> **Given instruction**: Please substitute "boulder" for "brown rock" in the material, starting at the line that has "Give x and y for each instance of the brown" and stopping after the line that has "<point>787,589</point>". Give back only those lines, with all else unchanged.

Raw records
------------------------
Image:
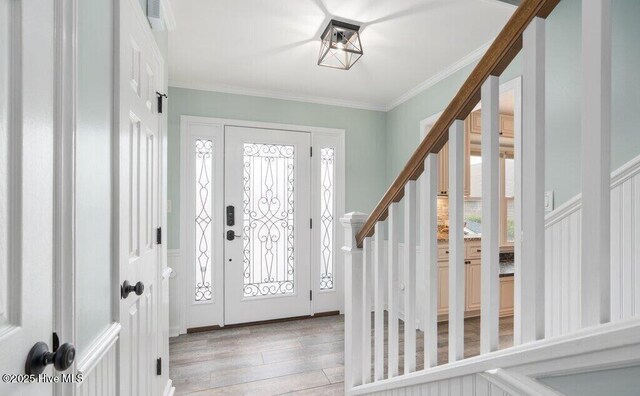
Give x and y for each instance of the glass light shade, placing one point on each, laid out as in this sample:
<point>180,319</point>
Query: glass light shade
<point>340,47</point>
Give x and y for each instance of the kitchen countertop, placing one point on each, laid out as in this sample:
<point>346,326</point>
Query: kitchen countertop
<point>506,268</point>
<point>466,238</point>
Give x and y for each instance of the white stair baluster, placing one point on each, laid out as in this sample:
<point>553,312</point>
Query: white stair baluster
<point>489,307</point>
<point>393,299</point>
<point>410,232</point>
<point>367,294</point>
<point>380,279</point>
<point>529,271</point>
<point>596,162</point>
<point>429,242</point>
<point>456,242</point>
<point>353,265</point>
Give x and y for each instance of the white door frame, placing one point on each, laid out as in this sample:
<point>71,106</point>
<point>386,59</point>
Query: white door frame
<point>322,300</point>
<point>64,283</point>
<point>65,104</point>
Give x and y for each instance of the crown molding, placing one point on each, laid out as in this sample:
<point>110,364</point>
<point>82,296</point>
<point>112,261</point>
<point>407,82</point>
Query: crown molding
<point>166,10</point>
<point>276,95</point>
<point>460,64</point>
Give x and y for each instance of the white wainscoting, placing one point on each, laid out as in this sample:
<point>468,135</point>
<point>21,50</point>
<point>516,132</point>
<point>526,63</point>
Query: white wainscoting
<point>469,385</point>
<point>99,365</point>
<point>490,383</point>
<point>563,238</point>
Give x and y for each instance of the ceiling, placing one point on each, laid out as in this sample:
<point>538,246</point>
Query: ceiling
<point>270,47</point>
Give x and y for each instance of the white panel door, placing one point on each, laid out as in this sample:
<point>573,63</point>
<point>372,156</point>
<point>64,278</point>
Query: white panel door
<point>26,187</point>
<point>267,263</point>
<point>139,202</point>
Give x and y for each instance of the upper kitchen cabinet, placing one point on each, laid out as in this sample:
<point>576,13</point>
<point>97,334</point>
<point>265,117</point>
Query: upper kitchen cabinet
<point>474,124</point>
<point>443,165</point>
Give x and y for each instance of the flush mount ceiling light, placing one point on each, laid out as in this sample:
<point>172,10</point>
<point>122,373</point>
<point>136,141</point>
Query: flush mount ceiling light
<point>340,47</point>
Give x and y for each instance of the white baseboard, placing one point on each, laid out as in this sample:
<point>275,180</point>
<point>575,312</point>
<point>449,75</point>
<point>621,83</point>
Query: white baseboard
<point>169,389</point>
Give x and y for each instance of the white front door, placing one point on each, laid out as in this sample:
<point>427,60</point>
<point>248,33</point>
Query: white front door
<point>139,192</point>
<point>26,188</point>
<point>267,248</point>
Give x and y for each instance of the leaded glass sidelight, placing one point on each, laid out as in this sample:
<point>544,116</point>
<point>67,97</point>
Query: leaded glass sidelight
<point>327,192</point>
<point>203,206</point>
<point>268,219</point>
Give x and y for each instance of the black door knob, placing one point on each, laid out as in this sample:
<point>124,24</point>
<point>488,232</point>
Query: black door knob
<point>231,235</point>
<point>39,358</point>
<point>127,288</point>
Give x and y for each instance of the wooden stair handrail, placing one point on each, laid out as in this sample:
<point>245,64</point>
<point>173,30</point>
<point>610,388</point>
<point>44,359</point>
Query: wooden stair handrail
<point>499,55</point>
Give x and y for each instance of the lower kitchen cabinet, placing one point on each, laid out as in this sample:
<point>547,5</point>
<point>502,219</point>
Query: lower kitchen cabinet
<point>473,293</point>
<point>473,280</point>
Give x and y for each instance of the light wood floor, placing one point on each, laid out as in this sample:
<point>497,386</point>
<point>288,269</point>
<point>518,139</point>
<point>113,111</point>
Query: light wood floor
<point>301,357</point>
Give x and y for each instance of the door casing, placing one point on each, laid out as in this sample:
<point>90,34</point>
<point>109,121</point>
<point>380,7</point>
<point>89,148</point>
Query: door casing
<point>323,301</point>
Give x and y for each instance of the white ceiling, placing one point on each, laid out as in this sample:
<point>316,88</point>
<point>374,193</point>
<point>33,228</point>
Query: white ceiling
<point>270,47</point>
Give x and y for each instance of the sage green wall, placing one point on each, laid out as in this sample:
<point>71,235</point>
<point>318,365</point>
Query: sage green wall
<point>392,136</point>
<point>620,382</point>
<point>563,87</point>
<point>365,139</point>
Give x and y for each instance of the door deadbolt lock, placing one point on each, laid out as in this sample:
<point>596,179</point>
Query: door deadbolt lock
<point>231,216</point>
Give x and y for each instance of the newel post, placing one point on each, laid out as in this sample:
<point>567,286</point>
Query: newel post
<point>353,262</point>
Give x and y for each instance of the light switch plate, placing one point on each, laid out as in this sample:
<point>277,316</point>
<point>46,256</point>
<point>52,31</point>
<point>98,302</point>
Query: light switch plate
<point>548,201</point>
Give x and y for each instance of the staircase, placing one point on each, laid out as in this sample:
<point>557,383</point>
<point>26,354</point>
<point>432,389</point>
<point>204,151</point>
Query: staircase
<point>380,360</point>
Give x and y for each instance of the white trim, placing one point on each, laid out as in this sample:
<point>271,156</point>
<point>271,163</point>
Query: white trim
<point>517,384</point>
<point>502,4</point>
<point>64,281</point>
<point>472,57</point>
<point>96,351</point>
<point>169,389</point>
<point>236,90</point>
<point>166,11</point>
<point>618,176</point>
<point>468,59</point>
<point>339,134</point>
<point>146,28</point>
<point>597,347</point>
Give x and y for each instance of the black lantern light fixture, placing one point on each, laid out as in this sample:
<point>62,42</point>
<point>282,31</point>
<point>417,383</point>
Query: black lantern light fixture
<point>341,47</point>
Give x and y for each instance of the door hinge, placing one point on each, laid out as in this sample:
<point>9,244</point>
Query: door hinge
<point>160,96</point>
<point>56,342</point>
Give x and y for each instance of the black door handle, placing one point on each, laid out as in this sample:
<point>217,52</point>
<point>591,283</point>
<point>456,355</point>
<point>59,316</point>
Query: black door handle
<point>127,288</point>
<point>39,358</point>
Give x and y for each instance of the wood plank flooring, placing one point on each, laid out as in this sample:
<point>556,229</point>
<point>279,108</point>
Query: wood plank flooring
<point>301,357</point>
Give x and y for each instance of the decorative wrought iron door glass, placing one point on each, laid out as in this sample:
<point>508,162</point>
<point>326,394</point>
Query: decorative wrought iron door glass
<point>268,219</point>
<point>204,196</point>
<point>327,158</point>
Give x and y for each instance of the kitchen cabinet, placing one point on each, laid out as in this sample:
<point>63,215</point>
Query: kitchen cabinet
<point>473,282</point>
<point>443,167</point>
<point>443,170</point>
<point>474,124</point>
<point>506,295</point>
<point>443,288</point>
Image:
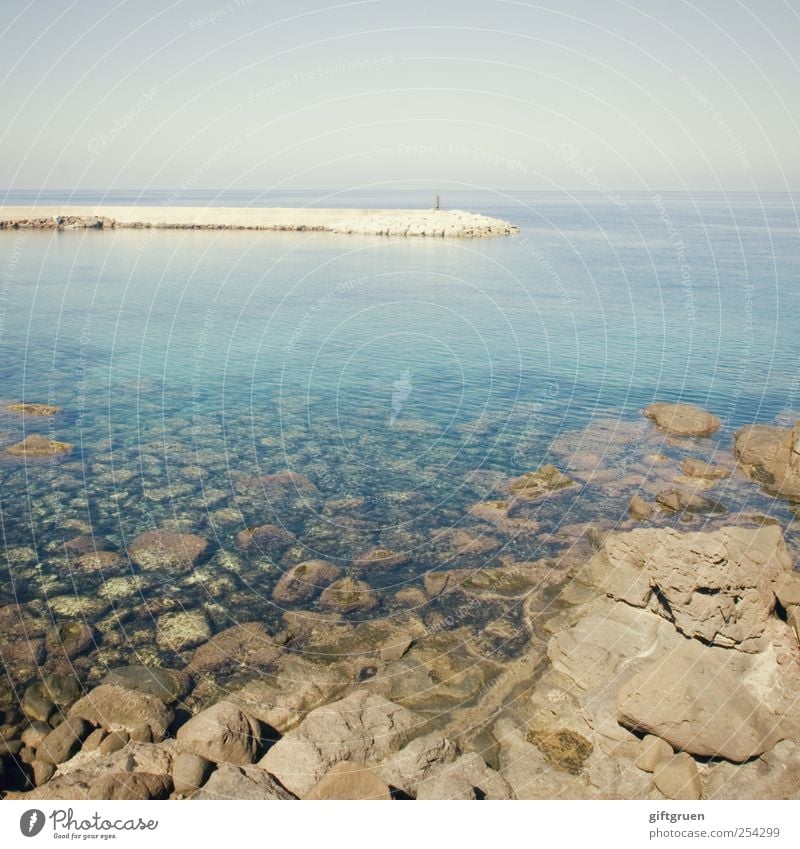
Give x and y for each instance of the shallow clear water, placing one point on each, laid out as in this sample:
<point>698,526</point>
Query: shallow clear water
<point>388,370</point>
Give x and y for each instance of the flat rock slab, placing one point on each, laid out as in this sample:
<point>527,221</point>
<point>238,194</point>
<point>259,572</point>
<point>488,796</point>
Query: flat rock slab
<point>362,727</point>
<point>222,734</point>
<point>697,698</point>
<point>682,419</point>
<point>120,709</point>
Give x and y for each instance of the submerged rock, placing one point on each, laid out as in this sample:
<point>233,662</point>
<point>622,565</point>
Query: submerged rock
<point>241,783</point>
<point>362,727</point>
<point>36,446</point>
<point>683,419</point>
<point>180,631</point>
<point>678,778</point>
<point>699,469</point>
<point>130,786</point>
<point>536,485</point>
<point>164,550</point>
<point>681,501</point>
<point>304,581</point>
<point>771,456</point>
<point>168,685</point>
<point>348,595</point>
<point>249,645</point>
<point>268,539</point>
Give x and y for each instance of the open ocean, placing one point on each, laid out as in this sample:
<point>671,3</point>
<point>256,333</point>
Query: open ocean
<point>402,377</point>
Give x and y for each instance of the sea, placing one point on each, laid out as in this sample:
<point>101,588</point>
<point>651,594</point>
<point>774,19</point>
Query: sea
<point>401,381</point>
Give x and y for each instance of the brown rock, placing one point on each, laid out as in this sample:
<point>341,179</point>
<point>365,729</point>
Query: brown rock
<point>349,780</point>
<point>130,786</point>
<point>164,550</point>
<point>303,582</point>
<point>380,558</point>
<point>538,484</point>
<point>771,456</point>
<point>33,409</point>
<point>119,709</point>
<point>652,752</point>
<point>682,419</point>
<point>347,595</point>
<point>716,586</point>
<point>241,783</point>
<point>699,469</point>
<point>682,501</point>
<point>248,645</point>
<point>639,508</point>
<point>678,778</point>
<point>222,734</point>
<point>114,742</point>
<point>95,738</point>
<point>361,727</point>
<point>787,589</point>
<point>99,561</point>
<point>184,630</point>
<point>189,772</point>
<point>168,685</point>
<point>61,743</point>
<point>267,539</point>
<point>696,698</point>
<point>36,446</point>
<point>43,771</point>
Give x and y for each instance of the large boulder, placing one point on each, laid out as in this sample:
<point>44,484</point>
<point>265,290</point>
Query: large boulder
<point>350,780</point>
<point>222,734</point>
<point>466,778</point>
<point>677,777</point>
<point>682,419</point>
<point>247,645</point>
<point>117,708</point>
<point>168,685</point>
<point>417,761</point>
<point>702,700</point>
<point>271,540</point>
<point>361,727</point>
<point>771,456</point>
<point>182,630</point>
<point>62,742</point>
<point>303,581</point>
<point>348,595</point>
<point>130,786</point>
<point>240,783</point>
<point>282,700</point>
<point>715,586</point>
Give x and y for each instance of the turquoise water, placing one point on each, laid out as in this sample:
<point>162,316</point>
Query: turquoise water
<point>413,375</point>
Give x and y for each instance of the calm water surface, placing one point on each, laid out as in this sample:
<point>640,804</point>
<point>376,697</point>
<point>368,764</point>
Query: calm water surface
<point>405,378</point>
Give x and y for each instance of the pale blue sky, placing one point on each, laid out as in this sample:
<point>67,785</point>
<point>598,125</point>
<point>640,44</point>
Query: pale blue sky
<point>241,94</point>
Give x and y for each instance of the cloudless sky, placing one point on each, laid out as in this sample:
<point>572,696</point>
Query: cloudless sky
<point>583,94</point>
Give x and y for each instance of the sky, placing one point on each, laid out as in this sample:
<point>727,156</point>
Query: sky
<point>596,95</point>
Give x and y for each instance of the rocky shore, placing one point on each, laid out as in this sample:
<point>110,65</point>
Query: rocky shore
<point>363,222</point>
<point>656,659</point>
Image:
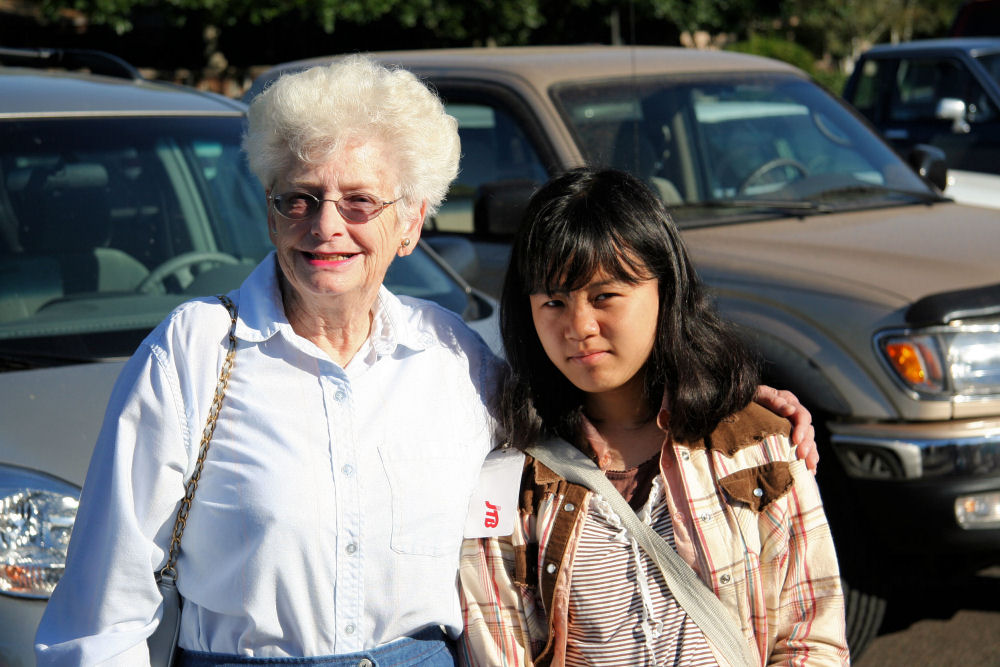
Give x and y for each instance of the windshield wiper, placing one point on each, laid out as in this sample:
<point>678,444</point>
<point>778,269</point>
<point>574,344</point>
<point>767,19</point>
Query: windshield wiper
<point>927,196</point>
<point>15,360</point>
<point>787,206</point>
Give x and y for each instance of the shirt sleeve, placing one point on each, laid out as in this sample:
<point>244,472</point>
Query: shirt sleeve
<point>810,623</point>
<point>107,602</point>
<point>493,608</point>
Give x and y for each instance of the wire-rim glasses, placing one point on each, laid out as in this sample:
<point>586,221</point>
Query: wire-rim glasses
<point>353,206</point>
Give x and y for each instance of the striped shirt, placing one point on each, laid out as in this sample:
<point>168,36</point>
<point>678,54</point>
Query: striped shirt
<point>621,611</point>
<point>745,514</point>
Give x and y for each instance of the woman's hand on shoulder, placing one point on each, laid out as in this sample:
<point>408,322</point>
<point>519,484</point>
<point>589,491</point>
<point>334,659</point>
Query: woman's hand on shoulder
<point>785,403</point>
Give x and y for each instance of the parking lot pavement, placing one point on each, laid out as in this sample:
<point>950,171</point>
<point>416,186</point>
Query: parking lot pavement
<point>943,623</point>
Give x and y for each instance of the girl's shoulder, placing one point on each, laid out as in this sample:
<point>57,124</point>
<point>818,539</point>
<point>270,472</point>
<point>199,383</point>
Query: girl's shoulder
<point>751,426</point>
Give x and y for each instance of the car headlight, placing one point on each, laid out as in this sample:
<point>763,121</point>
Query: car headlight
<point>36,517</point>
<point>944,362</point>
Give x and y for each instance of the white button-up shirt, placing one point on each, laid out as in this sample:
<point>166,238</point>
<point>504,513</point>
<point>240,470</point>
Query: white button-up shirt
<point>329,515</point>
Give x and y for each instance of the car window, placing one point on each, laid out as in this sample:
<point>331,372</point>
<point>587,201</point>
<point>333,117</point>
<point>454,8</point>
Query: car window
<point>494,149</point>
<point>867,90</point>
<point>106,224</point>
<point>922,82</point>
<point>991,63</point>
<point>722,139</point>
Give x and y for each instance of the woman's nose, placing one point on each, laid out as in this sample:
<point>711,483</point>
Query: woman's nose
<point>327,221</point>
<point>581,322</point>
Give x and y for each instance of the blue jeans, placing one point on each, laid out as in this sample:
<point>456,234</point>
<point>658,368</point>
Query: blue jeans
<point>429,648</point>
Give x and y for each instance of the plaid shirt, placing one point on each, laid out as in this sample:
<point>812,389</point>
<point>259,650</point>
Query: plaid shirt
<point>747,516</point>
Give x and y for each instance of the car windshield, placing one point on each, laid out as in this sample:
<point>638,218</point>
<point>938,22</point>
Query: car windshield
<point>106,224</point>
<point>724,148</point>
<point>991,63</point>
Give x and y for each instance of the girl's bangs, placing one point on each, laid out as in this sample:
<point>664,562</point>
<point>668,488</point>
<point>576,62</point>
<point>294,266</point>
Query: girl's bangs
<point>568,257</point>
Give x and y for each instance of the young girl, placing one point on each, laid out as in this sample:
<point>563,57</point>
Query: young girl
<point>614,346</point>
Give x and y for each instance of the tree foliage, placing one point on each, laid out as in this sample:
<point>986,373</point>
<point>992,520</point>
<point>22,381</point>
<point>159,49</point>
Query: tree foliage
<point>834,29</point>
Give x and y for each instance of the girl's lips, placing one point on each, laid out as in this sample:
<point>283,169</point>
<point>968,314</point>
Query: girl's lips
<point>587,358</point>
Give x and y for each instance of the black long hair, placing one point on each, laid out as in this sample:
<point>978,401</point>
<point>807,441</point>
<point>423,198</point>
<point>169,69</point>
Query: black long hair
<point>588,220</point>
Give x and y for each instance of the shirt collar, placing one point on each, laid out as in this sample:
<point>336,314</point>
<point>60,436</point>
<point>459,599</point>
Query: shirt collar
<point>262,314</point>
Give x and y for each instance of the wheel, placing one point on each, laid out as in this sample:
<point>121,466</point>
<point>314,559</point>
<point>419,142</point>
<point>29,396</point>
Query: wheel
<point>176,266</point>
<point>770,166</point>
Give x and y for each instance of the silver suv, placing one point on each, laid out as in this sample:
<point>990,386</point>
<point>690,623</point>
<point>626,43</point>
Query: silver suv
<point>869,294</point>
<point>119,199</point>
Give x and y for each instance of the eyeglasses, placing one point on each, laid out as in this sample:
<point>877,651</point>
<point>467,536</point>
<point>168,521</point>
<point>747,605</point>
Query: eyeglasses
<point>354,206</point>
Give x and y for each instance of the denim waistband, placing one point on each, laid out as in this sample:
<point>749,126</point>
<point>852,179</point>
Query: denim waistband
<point>428,648</point>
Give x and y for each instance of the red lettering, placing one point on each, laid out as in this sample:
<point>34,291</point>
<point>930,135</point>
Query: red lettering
<point>492,515</point>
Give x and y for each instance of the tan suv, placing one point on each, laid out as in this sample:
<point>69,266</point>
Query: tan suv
<point>870,295</point>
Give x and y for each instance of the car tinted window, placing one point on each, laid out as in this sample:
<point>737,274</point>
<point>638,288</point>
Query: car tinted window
<point>867,91</point>
<point>991,63</point>
<point>718,139</point>
<point>494,149</point>
<point>107,224</point>
<point>922,82</point>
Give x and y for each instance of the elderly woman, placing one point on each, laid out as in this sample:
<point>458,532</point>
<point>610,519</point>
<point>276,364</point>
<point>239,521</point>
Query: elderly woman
<point>321,525</point>
<point>328,515</point>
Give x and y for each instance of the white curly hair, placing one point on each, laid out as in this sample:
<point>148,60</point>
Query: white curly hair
<point>309,115</point>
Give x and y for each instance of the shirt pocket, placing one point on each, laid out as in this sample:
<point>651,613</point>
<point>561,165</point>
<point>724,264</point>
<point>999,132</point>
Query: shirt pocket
<point>428,507</point>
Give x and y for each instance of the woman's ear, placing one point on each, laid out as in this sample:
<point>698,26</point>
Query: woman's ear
<point>412,227</point>
<point>271,224</point>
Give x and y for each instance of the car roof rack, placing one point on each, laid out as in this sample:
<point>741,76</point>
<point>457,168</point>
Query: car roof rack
<point>97,62</point>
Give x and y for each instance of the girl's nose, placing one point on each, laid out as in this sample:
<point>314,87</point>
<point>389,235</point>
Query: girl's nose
<point>582,323</point>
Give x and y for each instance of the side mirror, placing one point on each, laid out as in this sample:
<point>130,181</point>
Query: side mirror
<point>953,109</point>
<point>500,206</point>
<point>458,252</point>
<point>929,163</point>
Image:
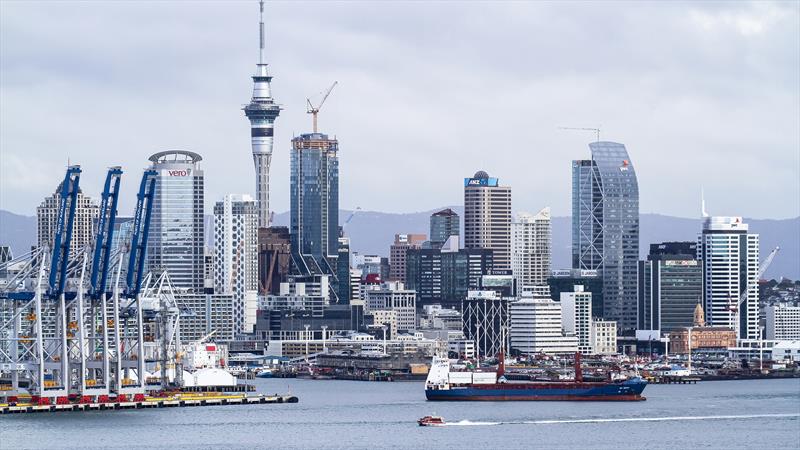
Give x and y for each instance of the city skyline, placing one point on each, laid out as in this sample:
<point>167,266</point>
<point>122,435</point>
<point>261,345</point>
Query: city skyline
<point>179,118</point>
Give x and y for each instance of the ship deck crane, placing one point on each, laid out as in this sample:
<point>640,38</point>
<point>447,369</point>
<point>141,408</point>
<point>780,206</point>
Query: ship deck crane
<point>314,110</point>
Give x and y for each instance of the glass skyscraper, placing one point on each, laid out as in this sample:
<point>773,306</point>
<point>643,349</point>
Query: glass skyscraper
<point>315,204</point>
<point>176,242</point>
<point>605,227</point>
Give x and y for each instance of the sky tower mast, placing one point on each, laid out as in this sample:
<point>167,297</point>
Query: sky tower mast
<point>262,112</point>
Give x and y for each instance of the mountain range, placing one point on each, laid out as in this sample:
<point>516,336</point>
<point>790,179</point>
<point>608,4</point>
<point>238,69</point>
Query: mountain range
<point>372,233</point>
------------------------
> **Answer to the problem**:
Give x and y for each instance of the boulder, placing one point on each, laid out as in this sample:
<point>341,179</point>
<point>365,729</point>
Query: boulder
<point>349,780</point>
<point>130,786</point>
<point>164,550</point>
<point>303,582</point>
<point>380,558</point>
<point>538,484</point>
<point>771,456</point>
<point>33,409</point>
<point>119,709</point>
<point>652,752</point>
<point>682,419</point>
<point>347,595</point>
<point>716,586</point>
<point>241,783</point>
<point>699,469</point>
<point>682,501</point>
<point>248,645</point>
<point>639,508</point>
<point>678,778</point>
<point>222,734</point>
<point>114,742</point>
<point>95,738</point>
<point>361,727</point>
<point>787,589</point>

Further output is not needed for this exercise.